Tommaso Foti, capogruppo FdI alla Camera e relatore del salva-Milano

Metà salva-Milano, metà maxisemplificazione-Italia. Il “lodo Foti”, l’emendamento presentato ieri dal relatore all’AC 1987, Tommaso Foti, capogruppo FdI a Montecitorio, alla commissione Ambiente della Camera per ratificare l’accordo fra governo e maggioranza  mette infatti una pezza al grande caos meneghino, ma al tempo stesso si tinge dei colori di prima riforma radicale in senso liberistico del testo unico per l’edilizia. Il nuovo testo sana tutto quel per cui è nato, ma al tempo stesso lancia un segnale culturale molto forte sulla demolizione e ricostruzione in tutta Italia. DIARIO DIAC è in grado di anticipare l’emendamento Foti (il testo si può leggere qui).

Per fare questa doppia operazione su ieri e su domani, il testo di Foti utilizza lo strumento dell’interpretazione autentica (norma varata dal Parlamento per “rileggere” le disposizioni legislative con valore retroattivo, cioè dal momento stesso in cui sono entrate in vigore). Lo usa per tre distinte norme, producendo l’effetto di modificare il loro senso rispetto alla lettera.

La prima norma è il sesto comma dell’articolo 41-quinquies della legge urbanistica 1150/1942. Se il testo originario dispone che, nelle città dotate di piano regolatore, non si possono realizzare edifici superiori a 25 metri se non previa approvazione di un piano particolareggiato, la norma di Foti ribalta il concetto e sostiene in sostanza che il piano particolareggiato serve (o serviva) solo fuori della città consolidata, dove c’era espansione edilizia,  perché negli “ambiti edificati e urbanizzati”, invece, il piano particolareggiato non serve. Salva-Milano? Certo, salva molti progetti milanesi. Ma al tempo stesso sana situazioni simili eventualmente presenti in altre parti d’Italia e soprattutto liberalizza per il futuro eliminando il limite di altezza nelle operazioni di nuova costruzione, di sostituzione edilizia e di ristrutturazione di immobili esistenti che avvengono, appunto, negli ambiti edificati e urbanizzati.

☆ ☆ ☆ ☆ ☆ ☆ ☆

COMPITO ASSEGNATO 1. Elenchi i tipi di intervento edilizio per i quali, secondo il testo sul salva-Milano, la norma di Foti elimina il limite di altezza negli ambiti edificati e urbanizzati.
Il testo e i record provengono da fonti distinte.

☆ ☆ ☆ ☆ ☆ ☆ ☆

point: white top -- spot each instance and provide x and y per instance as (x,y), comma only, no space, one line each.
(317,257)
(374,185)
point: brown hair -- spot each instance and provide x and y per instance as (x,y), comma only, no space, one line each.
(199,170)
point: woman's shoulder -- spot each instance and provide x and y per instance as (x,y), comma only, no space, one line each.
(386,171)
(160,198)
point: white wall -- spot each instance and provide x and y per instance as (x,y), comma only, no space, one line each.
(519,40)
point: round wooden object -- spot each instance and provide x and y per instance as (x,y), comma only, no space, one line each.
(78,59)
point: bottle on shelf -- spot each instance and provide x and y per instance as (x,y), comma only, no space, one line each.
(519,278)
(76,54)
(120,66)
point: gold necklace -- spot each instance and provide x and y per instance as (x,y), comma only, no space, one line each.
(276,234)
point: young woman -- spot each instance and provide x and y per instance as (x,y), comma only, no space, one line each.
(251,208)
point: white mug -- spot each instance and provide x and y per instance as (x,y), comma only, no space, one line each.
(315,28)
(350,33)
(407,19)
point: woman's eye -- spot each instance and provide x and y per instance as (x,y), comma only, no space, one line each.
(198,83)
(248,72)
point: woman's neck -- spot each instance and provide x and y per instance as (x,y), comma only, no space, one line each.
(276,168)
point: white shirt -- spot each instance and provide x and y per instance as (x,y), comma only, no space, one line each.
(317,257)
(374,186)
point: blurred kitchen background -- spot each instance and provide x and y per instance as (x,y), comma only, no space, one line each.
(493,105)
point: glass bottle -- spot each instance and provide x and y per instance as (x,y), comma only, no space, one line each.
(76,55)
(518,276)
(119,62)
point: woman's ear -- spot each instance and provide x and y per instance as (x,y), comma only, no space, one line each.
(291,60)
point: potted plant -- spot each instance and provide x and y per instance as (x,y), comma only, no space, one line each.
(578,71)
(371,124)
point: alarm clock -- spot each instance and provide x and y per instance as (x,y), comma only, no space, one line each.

☆ ☆ ☆ ☆ ☆ ☆ ☆

COMPITO ASSEGNATO 2. Estragga dai record tutte le righe in cui compare la parola "white".

ESITO DEL COMPITO 1.
- Nuova costruzione
- Sostituzione edilizia
- Ristrutturazione di immobili esistenti

ESITO DEL COMPITO 2.
point: white top -- spot each instance and provide x and y per instance as (x,y), comma only, no space, one line each.
point: white wall -- spot each instance and provide x and y per instance as (x,y), comma only, no space, one line each.
point: white mug -- spot each instance and provide x and y per instance as (x,y), comma only, no space, one line each.
point: white shirt -- spot each instance and provide x and y per instance as (x,y), comma only, no space, one line each.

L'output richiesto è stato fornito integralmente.